What the task requires: Rewrite the records below in full, renaming every occurrence of "curled dry leaf" to "withered leaf" and leaving everything else untouched.

Outline items for labeled areas:
--*--

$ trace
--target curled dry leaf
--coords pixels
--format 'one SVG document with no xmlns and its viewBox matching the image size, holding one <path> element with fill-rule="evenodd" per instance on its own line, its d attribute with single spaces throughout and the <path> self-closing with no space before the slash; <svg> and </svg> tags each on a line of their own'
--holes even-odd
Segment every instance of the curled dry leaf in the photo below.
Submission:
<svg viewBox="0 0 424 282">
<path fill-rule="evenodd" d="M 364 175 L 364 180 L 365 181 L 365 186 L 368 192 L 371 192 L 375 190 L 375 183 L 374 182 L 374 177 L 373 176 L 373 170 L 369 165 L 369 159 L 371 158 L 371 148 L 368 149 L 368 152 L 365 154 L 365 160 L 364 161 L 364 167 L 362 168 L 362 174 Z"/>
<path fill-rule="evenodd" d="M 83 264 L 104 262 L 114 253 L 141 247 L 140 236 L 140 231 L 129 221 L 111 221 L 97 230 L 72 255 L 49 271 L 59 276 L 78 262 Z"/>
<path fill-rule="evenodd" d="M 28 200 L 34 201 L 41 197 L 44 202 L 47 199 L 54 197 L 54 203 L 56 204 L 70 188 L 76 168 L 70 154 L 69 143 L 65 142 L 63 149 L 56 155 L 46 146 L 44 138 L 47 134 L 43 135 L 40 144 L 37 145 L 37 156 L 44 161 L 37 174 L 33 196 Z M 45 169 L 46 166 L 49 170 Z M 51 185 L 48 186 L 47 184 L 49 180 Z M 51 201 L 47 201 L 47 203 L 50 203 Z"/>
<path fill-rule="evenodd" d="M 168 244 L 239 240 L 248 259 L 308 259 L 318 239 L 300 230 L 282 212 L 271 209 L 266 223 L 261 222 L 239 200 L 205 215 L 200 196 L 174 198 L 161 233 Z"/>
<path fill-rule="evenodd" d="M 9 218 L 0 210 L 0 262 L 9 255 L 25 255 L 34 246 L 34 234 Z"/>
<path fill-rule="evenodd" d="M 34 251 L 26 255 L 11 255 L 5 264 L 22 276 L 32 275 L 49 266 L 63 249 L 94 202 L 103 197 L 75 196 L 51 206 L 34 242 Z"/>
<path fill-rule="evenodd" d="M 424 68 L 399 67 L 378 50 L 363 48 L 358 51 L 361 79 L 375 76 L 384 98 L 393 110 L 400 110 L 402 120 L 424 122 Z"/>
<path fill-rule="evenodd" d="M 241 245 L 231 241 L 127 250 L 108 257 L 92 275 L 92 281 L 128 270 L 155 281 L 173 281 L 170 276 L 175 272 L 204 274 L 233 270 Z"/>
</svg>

--*--

Solution below:
$ trace
--target withered leaf
--coords pixels
--format 'one SVG document with no xmlns and its viewBox matching the image size, holding one <path> element with fill-rule="evenodd" per instance on its own line, its d attribute with single spaces throughout and the <path> self-closing with no space before the slash; <svg> and </svg> tags each on a line of their own'
--holes even-odd
Segment every instance of the withered leaf in the photo below.
Submission:
<svg viewBox="0 0 424 282">
<path fill-rule="evenodd" d="M 364 175 L 364 180 L 365 181 L 365 186 L 368 192 L 371 192 L 375 190 L 375 183 L 374 182 L 374 177 L 373 176 L 373 170 L 369 165 L 369 159 L 371 158 L 371 148 L 368 149 L 368 152 L 365 154 L 365 160 L 364 161 L 364 167 L 362 168 L 362 174 Z"/>
<path fill-rule="evenodd" d="M 83 264 L 104 262 L 114 253 L 141 247 L 140 236 L 140 231 L 129 221 L 111 221 L 97 230 L 72 255 L 49 271 L 59 276 L 78 262 Z"/>
<path fill-rule="evenodd" d="M 28 200 L 34 201 L 41 197 L 44 202 L 47 199 L 54 197 L 54 203 L 56 204 L 70 188 L 76 168 L 70 154 L 69 143 L 65 142 L 63 149 L 56 155 L 46 146 L 44 138 L 47 134 L 43 135 L 40 144 L 37 145 L 37 156 L 44 161 L 37 174 L 33 196 Z M 45 169 L 46 166 L 49 170 Z M 51 185 L 48 186 L 47 184 L 49 180 Z M 51 201 L 47 201 L 47 203 L 50 203 Z"/>
<path fill-rule="evenodd" d="M 168 244 L 239 240 L 248 259 L 308 259 L 318 239 L 300 230 L 282 212 L 271 209 L 266 223 L 261 222 L 239 200 L 205 215 L 200 196 L 174 198 L 161 233 Z"/>
<path fill-rule="evenodd" d="M 9 218 L 0 210 L 0 262 L 9 255 L 25 255 L 34 246 L 34 234 Z"/>
<path fill-rule="evenodd" d="M 34 251 L 26 255 L 11 255 L 5 264 L 22 276 L 32 275 L 49 266 L 63 249 L 94 202 L 103 197 L 75 196 L 51 206 L 34 242 Z"/>
<path fill-rule="evenodd" d="M 424 68 L 399 67 L 378 50 L 363 48 L 358 51 L 361 79 L 375 76 L 384 98 L 393 110 L 400 110 L 402 120 L 424 122 Z"/>
<path fill-rule="evenodd" d="M 241 245 L 231 241 L 127 250 L 108 257 L 92 275 L 92 281 L 128 270 L 155 281 L 173 281 L 170 276 L 175 272 L 204 274 L 233 270 Z"/>
</svg>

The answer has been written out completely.